Selected text section start

JOHN KING, CNN HOST: And for those who say, maybe the President should do even more. Is there a legal case? Can you require a vaccine to get on Amtrak? Can you require a vaccine if I'm going to get on a plane to fly to New York, Los Angeles, Boston?
WILLIAMS: Yes, you can require a vaccine for most things. Now, the question is what political costs do the President want to assume for that? The far easier thing is to start dealing with funding for entities like Amtrak or businesses if they don't comply with the vaccine guidance, right? You just make the hammer from the federal government like the carrot versus the stick, but no, the power to do so is quite broad, John.
KING: Meaning it's sort of like the traffic laws back in the day. You states once highway funding, you have to raise the drinking age, or you have to, you know, have tougher charge of drunk driving laws.
WILLIAMS: That exactly it.
KING: Things like that. Elliot, thanks for coming in. I really appreciate it.

Selected text section end

Instructions
a: Based on the transcript, decide whether each statement agrees with it. Answer yes or no and quote the words that decide it. (i) Williams says a vaccine can be required for most things. (ii) Williams calls the power to require vaccines narrow. (iii) King asks whether a vaccine can be required to get on Amtrak.
b: Translate this sentence from the transcript into Spanish: "Yes, you can require a vaccine for most things."

Listed entries section start

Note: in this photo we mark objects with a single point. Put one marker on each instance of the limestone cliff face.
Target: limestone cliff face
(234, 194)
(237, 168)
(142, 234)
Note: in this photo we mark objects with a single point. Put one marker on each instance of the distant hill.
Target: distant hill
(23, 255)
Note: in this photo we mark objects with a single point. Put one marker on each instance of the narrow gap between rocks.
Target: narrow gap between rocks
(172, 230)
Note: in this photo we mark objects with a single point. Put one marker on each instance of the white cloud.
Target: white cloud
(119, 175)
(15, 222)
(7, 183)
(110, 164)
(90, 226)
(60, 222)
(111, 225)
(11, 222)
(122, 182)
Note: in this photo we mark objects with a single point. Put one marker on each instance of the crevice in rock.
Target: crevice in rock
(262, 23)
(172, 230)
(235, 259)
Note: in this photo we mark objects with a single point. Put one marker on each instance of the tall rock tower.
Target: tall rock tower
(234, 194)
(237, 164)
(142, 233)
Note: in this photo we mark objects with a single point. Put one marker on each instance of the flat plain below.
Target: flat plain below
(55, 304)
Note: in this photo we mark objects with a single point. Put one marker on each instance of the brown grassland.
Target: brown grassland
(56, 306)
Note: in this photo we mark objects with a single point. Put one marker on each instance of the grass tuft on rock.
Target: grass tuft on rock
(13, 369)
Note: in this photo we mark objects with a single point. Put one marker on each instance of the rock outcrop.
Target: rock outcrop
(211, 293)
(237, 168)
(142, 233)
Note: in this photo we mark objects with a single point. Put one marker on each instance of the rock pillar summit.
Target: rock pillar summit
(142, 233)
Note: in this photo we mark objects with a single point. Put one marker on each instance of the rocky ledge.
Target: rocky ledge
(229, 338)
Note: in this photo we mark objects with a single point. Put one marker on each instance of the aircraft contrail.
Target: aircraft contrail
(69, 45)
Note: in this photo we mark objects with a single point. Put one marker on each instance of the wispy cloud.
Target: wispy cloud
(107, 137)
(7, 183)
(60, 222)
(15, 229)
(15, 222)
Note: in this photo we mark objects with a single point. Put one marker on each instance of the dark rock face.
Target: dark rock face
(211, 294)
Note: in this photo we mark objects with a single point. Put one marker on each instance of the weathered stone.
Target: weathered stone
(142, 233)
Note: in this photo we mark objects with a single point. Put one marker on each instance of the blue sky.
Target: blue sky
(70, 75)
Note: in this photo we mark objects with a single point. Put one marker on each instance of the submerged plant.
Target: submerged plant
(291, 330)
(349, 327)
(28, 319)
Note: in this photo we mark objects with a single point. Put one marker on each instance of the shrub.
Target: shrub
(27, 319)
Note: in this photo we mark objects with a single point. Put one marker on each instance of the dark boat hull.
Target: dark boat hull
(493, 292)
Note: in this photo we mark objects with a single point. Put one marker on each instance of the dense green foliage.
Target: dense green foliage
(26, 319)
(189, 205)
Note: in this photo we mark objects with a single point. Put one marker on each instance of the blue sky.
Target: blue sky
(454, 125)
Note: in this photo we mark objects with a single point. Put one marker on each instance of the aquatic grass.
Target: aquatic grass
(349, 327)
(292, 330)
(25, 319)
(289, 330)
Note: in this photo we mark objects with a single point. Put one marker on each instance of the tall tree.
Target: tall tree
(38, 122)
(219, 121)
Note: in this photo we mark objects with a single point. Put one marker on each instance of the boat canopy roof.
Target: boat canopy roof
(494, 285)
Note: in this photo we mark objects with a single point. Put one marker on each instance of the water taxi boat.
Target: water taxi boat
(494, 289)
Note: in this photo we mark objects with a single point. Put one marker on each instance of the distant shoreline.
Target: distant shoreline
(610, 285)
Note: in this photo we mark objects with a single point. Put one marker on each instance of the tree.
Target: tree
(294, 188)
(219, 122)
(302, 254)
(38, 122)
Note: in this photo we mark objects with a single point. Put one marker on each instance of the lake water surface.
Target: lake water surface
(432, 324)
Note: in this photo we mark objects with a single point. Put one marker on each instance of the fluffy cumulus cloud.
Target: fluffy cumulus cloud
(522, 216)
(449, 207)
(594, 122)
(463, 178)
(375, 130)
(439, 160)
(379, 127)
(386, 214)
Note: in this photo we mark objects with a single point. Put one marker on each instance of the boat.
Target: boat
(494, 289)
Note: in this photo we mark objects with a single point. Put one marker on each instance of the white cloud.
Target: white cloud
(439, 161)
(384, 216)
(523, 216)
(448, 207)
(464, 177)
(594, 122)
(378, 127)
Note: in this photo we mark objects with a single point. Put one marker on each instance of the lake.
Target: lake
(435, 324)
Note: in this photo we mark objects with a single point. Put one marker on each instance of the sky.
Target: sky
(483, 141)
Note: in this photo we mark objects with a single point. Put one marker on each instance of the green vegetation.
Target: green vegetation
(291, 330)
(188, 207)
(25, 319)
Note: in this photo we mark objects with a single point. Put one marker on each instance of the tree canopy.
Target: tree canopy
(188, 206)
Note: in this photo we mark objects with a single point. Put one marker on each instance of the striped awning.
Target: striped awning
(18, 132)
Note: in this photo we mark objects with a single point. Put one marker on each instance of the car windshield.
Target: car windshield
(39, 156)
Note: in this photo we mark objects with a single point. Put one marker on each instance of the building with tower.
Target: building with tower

Listed entries section end

Solutions below
a:
(i) Yes: "Yes, you can require a vaccine for most things."
(ii) No: "the power to do so is quite broad, John."
(iii) Yes: "Can you require a vaccine to get on Amtrak?"

b: Sí, se puede exigir una vacuna para la mayoría de las cosas.